Some records
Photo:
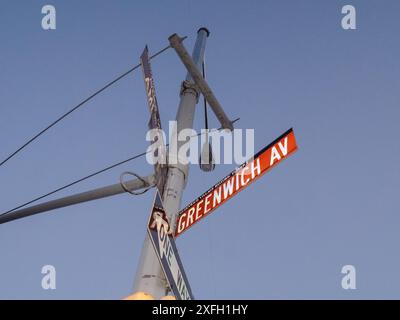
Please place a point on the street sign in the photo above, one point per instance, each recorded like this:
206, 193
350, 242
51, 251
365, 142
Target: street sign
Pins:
236, 181
155, 121
163, 241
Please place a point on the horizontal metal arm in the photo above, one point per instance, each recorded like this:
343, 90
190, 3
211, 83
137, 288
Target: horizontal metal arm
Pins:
176, 43
95, 194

Your instructions
Copy every line of the records above verbatim, leaving out the pictures.

Output
Photo:
Please place a point on the street sign in the photo above, one point per instance, each recorded like this:
206, 193
350, 242
51, 251
365, 142
Target: street sign
Pins:
236, 181
155, 121
163, 241
Please place a point on the horizontal metal arm in the photo above, one point per instance, each recorded like this:
343, 90
190, 3
211, 83
137, 288
Target: horizontal metal arm
Pins:
176, 43
95, 194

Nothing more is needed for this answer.